:: Material for this task ::

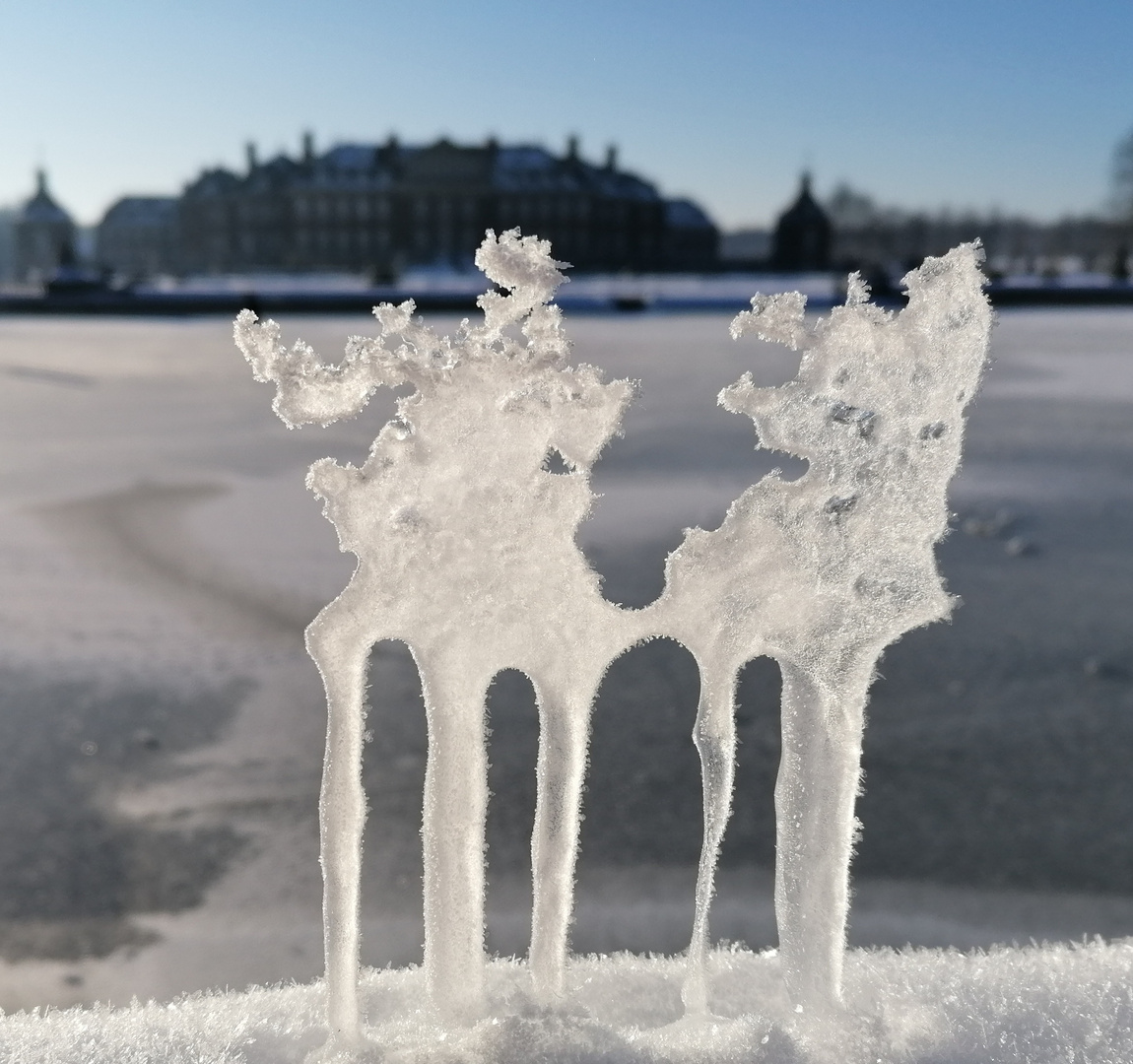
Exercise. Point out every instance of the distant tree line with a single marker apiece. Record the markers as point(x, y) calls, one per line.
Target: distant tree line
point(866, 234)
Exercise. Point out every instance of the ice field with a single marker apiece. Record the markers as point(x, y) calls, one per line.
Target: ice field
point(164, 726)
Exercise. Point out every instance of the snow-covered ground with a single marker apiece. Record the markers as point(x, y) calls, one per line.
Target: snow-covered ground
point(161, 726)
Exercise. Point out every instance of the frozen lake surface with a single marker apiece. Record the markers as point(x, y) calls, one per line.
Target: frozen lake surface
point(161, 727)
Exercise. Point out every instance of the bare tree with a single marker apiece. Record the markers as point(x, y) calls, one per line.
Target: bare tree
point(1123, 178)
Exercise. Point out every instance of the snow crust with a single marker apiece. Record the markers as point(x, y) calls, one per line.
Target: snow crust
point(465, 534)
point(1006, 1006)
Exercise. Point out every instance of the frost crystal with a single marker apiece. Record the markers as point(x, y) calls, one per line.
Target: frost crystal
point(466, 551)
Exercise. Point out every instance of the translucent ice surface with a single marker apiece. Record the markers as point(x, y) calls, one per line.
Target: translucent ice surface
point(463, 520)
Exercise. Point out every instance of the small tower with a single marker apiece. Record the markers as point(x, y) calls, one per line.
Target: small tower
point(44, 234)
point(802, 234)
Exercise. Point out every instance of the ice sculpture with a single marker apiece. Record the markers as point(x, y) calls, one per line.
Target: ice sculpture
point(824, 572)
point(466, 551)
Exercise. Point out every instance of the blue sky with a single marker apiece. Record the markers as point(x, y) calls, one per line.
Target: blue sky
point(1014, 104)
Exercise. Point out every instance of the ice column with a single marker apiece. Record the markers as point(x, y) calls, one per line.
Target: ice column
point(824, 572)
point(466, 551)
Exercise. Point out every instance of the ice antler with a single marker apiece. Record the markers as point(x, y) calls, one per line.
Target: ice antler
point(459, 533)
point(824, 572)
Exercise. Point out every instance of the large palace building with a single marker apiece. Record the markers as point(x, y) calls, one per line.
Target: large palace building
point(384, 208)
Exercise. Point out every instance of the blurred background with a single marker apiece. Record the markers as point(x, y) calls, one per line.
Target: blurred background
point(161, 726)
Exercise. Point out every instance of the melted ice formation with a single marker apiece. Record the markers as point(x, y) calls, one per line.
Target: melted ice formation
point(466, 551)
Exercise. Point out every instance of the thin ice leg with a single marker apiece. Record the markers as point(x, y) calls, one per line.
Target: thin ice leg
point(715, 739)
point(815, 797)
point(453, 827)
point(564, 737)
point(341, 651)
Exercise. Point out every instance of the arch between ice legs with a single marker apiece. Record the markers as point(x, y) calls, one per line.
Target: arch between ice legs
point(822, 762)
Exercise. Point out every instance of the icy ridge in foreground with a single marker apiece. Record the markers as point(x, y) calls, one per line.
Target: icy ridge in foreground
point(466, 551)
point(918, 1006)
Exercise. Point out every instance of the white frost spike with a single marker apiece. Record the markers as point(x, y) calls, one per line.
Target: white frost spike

:::
:: Material for this task ::

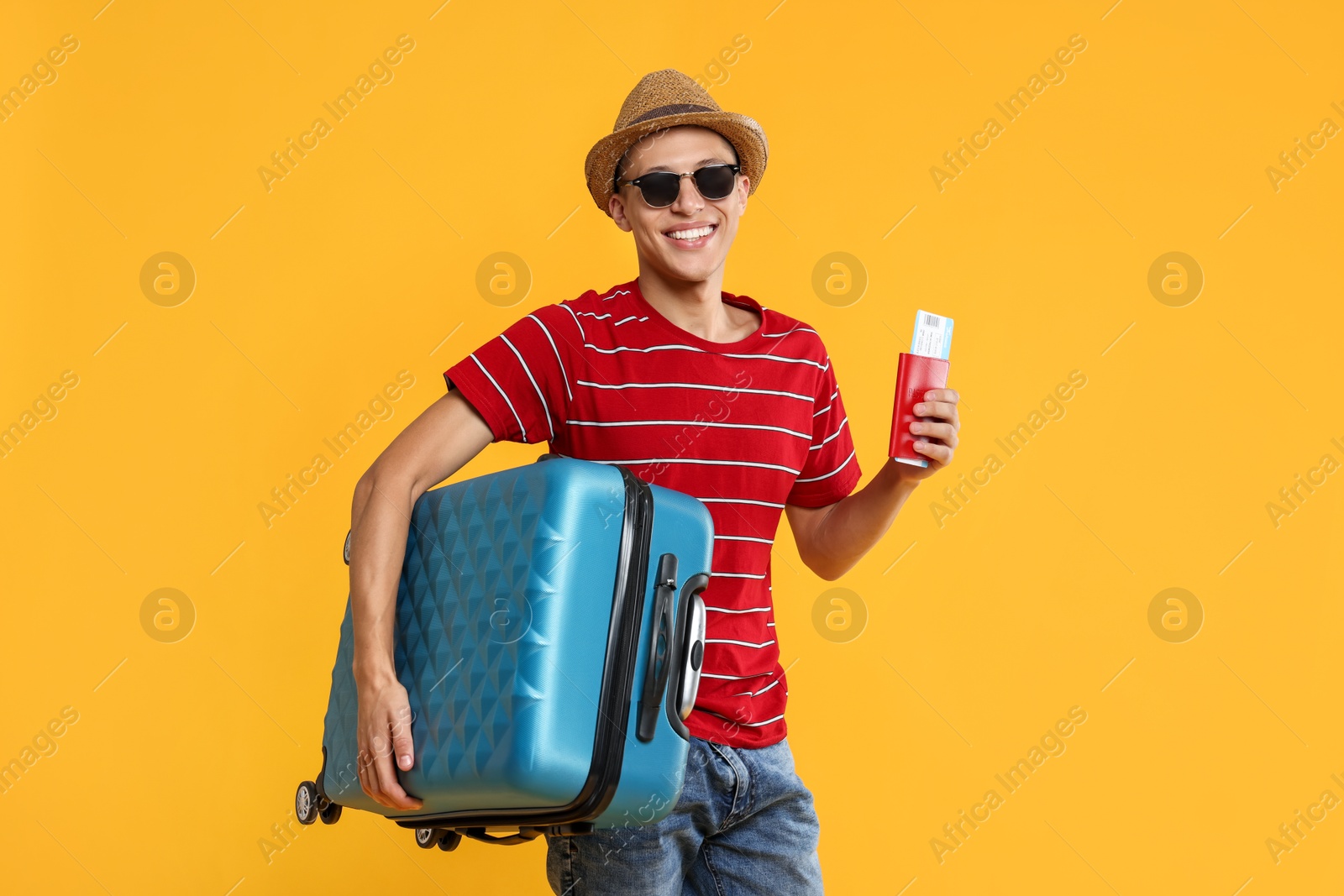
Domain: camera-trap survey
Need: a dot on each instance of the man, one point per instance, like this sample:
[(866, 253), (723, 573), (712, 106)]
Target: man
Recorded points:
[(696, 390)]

:::

Problem to solve:
Read the listing line by line, and copy each line in which the word "spike" is found.

Reply:
Exercise. Point out every instance of the white frost spike with a single marker apiece. Record the markers as point(x, y) calls, one per line.
Target: white frost spike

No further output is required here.